▶ [STATED GOAL]: Reproduce the entries below line for line, without changing anything. Leave out the pictures.

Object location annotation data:
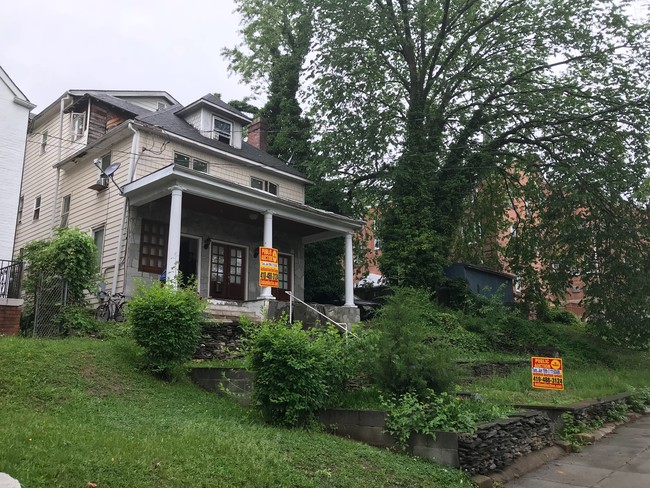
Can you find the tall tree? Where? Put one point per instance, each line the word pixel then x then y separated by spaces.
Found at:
pixel 276 41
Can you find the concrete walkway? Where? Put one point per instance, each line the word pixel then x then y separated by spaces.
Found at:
pixel 619 460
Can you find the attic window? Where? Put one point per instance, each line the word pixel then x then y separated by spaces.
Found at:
pixel 192 163
pixel 222 130
pixel 77 127
pixel 264 185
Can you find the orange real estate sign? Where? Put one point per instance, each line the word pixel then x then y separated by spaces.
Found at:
pixel 547 373
pixel 269 267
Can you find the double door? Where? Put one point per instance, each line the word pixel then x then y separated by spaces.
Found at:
pixel 227 272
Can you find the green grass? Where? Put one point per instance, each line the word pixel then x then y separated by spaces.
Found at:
pixel 581 381
pixel 81 410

▶ [COMPLETED EXERCISE]:
Can you find the tall tree? Where? Put one point per instance, each line the word pixel then x then y separated by spaces.
Found at:
pixel 276 41
Can you find the concrete walkway? Where? Put one point per instance, each line the word pixel then x then y separated by spaces.
Found at:
pixel 619 460
Can you find the attic window? Where? Put one point per instance, each line the word pixel then x then y separated by spaces.
Found at:
pixel 192 163
pixel 222 130
pixel 77 127
pixel 264 185
Can you find the orange real estate sign? Where? Put one point per instance, each line the word pixel then x then y separated by spaces.
Found at:
pixel 547 373
pixel 269 267
Can you find the double door? Where? Put one point per instance, each line the word pixel then x then y separated by spaces.
Found at:
pixel 227 272
Can you find the green grass? Where? Put one point per instance, each line the word pixel then x then y separated by spaces.
Found at:
pixel 581 381
pixel 81 410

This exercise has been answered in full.